- **Prompt**
Output every line of the records below as a JSON list of strings, with one string per line and blank lines left out.

- **Supplied data**

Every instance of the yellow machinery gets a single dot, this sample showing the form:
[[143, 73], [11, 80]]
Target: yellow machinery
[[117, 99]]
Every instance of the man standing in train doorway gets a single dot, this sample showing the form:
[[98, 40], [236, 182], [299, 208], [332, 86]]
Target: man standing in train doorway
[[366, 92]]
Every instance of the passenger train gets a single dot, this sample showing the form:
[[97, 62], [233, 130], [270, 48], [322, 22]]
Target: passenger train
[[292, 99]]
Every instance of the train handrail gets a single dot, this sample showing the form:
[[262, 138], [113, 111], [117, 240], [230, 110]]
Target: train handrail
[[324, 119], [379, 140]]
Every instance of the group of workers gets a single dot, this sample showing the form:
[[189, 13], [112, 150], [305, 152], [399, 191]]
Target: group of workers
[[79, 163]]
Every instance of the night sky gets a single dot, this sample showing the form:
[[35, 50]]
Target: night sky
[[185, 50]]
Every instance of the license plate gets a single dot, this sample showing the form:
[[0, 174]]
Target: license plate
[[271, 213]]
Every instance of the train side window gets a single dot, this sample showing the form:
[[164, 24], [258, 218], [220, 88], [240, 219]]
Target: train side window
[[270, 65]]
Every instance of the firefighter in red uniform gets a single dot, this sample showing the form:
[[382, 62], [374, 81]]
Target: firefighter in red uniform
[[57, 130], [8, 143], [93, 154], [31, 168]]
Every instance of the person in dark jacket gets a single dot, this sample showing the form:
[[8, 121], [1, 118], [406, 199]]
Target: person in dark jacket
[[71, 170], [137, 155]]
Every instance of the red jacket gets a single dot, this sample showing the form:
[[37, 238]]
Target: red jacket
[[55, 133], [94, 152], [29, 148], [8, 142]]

- **Completed exercise**
[
  "Every instance of the yellow machinery gets a single dot, this sample showing the form:",
  "[[143, 73], [11, 80]]",
  "Target: yellow machinery",
  "[[117, 99]]",
  "Every instance of the man standing in train doorway gets a single dot, this sample showing the form:",
  "[[98, 40], [236, 182], [299, 208], [332, 86]]",
  "Target: man standing in train doorway",
  "[[366, 92]]",
  "Every instance of the passenger train gets a single dot, this sample showing the form:",
  "[[97, 62], [233, 130], [270, 48], [322, 22]]",
  "Target: passenger train",
  "[[292, 99]]",
  "Every instance of the train handrail gets a single dot, this sample showing the form:",
  "[[262, 138], [113, 111], [117, 240], [230, 110]]",
  "Target: train handrail",
  "[[324, 119], [379, 140]]",
  "Every instance of the group of workers gets a single dot, this sample showing the form:",
  "[[189, 13], [112, 150], [305, 152], [399, 191]]",
  "Target: group of workers",
  "[[79, 163]]",
  "Every instance of the night sky gets a single dot, this sample showing the form:",
  "[[35, 50]]",
  "Target: night sky",
  "[[185, 50]]",
  "Every instance of the license plate gets a single dot, this sample showing the form:",
  "[[0, 174]]",
  "Target: license plate",
  "[[271, 213]]",
  "Every instance of the train side window gets a single dot, this sample showing the form:",
  "[[164, 24], [258, 218], [220, 88], [240, 219]]",
  "Target: train side window",
  "[[270, 65]]",
  "Every instance of the firefighter in red uniform gets a single dot, this sample showing the form:",
  "[[382, 62], [374, 81]]",
  "Target: firefighter in red uniform",
  "[[57, 130], [8, 143], [93, 154], [31, 168]]",
  "Every instance of the person in dark jacket gets a single dot, this sample showing the form:",
  "[[8, 121], [1, 118], [406, 199]]",
  "Target: person in dark jacket",
  "[[71, 170], [137, 155]]",
  "Every instance of the red jacket gets a single dot, this sample showing the form:",
  "[[37, 238]]",
  "Target: red jacket",
  "[[55, 133], [94, 152], [29, 148], [8, 142]]"
]